### WRITTEN TASK
Output, word for word, every line from the line with "the black sleeve" through the final line of the data below.

### SUPPLIED INFORMATION

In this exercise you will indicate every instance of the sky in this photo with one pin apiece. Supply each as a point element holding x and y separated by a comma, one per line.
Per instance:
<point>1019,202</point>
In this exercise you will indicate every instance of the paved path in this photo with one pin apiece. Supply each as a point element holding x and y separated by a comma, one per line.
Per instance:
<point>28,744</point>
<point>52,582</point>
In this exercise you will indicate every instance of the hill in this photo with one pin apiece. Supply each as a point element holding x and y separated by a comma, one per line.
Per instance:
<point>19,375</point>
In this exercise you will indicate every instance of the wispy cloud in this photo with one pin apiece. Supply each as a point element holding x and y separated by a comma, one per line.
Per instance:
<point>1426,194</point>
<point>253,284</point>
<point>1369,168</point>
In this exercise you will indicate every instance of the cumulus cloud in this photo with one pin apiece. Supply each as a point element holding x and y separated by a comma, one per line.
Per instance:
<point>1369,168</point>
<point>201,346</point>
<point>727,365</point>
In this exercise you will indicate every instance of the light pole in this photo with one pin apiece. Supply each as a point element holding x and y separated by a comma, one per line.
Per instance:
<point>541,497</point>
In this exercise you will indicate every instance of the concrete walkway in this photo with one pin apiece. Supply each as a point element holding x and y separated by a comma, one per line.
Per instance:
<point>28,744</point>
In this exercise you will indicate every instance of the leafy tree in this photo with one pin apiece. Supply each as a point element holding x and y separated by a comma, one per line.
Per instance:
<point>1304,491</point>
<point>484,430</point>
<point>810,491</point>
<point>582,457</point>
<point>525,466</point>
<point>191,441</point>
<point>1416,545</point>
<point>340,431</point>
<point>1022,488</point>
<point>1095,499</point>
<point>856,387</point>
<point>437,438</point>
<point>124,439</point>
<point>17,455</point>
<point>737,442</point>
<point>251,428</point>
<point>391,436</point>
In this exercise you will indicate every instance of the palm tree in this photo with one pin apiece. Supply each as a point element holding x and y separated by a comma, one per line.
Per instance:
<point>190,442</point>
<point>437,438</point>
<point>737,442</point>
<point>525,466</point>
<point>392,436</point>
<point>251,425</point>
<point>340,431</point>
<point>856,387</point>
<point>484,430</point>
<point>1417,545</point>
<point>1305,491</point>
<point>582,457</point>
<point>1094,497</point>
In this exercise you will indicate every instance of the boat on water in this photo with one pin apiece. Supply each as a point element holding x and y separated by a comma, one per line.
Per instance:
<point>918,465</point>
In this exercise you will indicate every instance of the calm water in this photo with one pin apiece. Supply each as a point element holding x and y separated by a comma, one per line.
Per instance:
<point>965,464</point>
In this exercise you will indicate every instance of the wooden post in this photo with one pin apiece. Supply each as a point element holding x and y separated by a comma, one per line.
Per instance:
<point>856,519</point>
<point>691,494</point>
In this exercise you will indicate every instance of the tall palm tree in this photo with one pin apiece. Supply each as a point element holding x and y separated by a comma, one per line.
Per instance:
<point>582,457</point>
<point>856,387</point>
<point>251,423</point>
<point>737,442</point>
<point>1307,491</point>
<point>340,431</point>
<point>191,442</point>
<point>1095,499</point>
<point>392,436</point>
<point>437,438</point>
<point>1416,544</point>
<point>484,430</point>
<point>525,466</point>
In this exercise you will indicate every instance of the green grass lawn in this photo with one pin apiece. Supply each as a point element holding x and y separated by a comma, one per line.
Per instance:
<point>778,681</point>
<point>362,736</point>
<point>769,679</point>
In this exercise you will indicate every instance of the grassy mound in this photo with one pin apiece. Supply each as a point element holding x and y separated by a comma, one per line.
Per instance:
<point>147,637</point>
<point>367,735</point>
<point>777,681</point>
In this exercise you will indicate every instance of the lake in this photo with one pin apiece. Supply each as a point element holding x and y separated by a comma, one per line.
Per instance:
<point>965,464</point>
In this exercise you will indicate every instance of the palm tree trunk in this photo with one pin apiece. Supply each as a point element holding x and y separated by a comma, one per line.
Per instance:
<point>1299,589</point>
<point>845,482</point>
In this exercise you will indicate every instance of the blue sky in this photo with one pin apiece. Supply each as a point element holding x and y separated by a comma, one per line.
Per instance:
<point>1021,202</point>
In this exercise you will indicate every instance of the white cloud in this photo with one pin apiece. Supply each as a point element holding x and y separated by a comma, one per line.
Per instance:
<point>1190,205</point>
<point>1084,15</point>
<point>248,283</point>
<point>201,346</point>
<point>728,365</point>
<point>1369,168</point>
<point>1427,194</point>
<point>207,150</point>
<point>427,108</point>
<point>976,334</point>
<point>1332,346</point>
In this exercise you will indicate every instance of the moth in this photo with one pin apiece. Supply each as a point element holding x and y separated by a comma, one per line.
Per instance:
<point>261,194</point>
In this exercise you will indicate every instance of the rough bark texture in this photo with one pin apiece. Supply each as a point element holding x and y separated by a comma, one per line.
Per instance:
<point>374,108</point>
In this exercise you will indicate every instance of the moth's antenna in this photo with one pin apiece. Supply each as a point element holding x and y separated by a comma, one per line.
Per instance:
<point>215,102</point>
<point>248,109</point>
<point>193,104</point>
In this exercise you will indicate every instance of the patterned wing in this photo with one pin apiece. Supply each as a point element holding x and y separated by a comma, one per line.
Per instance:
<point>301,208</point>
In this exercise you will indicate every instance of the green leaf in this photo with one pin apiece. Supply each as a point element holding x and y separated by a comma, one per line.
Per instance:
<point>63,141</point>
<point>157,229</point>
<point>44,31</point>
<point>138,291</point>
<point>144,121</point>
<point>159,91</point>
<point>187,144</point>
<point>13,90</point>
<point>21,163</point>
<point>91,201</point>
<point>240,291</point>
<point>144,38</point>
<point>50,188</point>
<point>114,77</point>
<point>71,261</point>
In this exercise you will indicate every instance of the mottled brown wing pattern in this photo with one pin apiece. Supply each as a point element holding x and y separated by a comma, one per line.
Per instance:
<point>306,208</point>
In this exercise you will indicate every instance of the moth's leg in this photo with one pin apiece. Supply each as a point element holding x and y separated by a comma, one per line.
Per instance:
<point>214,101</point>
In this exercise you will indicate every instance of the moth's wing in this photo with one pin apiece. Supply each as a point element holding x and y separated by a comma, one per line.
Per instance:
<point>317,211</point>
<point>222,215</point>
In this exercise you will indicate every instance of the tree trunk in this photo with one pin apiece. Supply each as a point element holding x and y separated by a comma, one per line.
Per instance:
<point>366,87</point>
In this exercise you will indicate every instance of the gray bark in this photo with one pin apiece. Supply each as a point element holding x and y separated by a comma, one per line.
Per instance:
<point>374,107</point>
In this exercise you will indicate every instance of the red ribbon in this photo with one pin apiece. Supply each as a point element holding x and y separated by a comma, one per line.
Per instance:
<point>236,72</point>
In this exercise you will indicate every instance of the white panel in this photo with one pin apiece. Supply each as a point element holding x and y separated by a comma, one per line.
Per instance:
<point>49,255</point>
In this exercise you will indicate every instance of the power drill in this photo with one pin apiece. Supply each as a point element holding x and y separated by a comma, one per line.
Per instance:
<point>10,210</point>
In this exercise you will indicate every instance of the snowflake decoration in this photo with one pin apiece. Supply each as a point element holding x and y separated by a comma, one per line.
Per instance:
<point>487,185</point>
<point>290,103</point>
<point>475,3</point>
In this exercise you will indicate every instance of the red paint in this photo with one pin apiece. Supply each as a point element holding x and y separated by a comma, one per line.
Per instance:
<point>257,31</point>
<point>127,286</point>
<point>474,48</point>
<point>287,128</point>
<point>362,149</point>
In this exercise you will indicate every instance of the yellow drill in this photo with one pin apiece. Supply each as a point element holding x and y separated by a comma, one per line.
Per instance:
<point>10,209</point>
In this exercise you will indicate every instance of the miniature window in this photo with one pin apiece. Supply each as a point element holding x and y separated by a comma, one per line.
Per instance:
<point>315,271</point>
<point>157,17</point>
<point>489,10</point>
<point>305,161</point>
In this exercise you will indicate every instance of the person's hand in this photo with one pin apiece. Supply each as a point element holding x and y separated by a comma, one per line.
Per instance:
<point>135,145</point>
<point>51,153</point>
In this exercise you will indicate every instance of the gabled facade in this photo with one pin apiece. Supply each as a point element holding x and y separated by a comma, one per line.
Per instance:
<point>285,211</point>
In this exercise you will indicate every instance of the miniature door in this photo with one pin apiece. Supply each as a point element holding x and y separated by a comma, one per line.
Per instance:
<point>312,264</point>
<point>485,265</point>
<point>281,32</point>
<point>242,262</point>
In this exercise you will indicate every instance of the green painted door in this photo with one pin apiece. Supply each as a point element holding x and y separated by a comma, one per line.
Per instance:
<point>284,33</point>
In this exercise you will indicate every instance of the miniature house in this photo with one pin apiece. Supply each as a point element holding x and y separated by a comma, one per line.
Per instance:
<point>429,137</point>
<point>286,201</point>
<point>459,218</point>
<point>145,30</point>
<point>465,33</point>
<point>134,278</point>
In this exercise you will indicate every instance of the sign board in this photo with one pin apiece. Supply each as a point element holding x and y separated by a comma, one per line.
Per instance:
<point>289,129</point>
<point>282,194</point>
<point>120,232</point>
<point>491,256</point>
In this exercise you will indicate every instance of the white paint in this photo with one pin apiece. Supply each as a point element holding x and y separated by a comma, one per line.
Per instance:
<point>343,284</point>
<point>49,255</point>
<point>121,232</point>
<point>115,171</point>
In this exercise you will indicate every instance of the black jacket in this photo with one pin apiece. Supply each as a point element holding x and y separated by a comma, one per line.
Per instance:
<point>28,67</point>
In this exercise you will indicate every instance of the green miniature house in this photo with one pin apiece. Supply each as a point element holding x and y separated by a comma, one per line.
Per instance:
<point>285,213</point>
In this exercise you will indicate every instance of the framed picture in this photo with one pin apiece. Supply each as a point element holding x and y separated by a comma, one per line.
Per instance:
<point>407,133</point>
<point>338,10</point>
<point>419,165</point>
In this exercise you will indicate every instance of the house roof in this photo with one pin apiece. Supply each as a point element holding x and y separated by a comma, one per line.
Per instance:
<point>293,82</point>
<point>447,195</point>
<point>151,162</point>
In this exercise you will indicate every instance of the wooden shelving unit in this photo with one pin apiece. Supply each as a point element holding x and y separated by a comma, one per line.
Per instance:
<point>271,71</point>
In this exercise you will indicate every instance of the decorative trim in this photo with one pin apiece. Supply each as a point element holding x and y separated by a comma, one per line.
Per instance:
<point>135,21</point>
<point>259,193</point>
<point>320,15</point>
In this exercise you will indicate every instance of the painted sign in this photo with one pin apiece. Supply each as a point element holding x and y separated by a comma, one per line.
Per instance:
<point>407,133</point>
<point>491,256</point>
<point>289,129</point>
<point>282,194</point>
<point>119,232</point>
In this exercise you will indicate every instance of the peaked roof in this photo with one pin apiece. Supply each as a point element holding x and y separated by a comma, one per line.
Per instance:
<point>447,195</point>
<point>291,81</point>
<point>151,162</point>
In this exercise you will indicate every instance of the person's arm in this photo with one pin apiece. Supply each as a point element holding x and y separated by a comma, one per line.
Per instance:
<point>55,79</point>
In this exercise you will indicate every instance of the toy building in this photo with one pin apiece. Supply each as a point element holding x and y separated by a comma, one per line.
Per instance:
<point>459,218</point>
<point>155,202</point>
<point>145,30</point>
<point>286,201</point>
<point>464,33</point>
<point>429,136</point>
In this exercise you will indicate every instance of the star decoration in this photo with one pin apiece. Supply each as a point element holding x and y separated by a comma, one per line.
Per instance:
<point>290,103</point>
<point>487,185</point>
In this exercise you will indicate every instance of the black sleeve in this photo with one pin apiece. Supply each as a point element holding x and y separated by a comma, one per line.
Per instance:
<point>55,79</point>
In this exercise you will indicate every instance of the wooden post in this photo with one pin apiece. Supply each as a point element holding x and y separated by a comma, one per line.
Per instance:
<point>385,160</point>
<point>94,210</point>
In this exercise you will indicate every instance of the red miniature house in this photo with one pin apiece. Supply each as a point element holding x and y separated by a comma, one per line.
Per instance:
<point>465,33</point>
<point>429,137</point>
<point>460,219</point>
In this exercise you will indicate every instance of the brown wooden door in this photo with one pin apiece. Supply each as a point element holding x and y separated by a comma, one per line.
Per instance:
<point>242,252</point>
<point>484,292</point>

### ANSWER
In this exercise you will indicate every instance of the black sleeve in this photo with one pin apiece. Supply each as a point element holding x and y separated by a comma, one per line.
Per instance:
<point>55,79</point>
In this exercise you will indicate every instance of the wooden post in this photo with one pin apiece. Supply each as a point element holding x and y separated by a comma, one per line.
Per instance:
<point>385,160</point>
<point>94,210</point>
In this exercise you will indicate every instance of the red miniature house in this photo with one pin apiece. Supply each as a point element holding x and y separated by a comma, one per line.
Per instance:
<point>465,33</point>
<point>429,137</point>
<point>460,219</point>
In this exercise you will indicate every instance of the brown wooden door in this photo with one pin apiece. Supply each as a point element holding x and y separated by a comma, one per line.
Per instance:
<point>242,252</point>
<point>484,292</point>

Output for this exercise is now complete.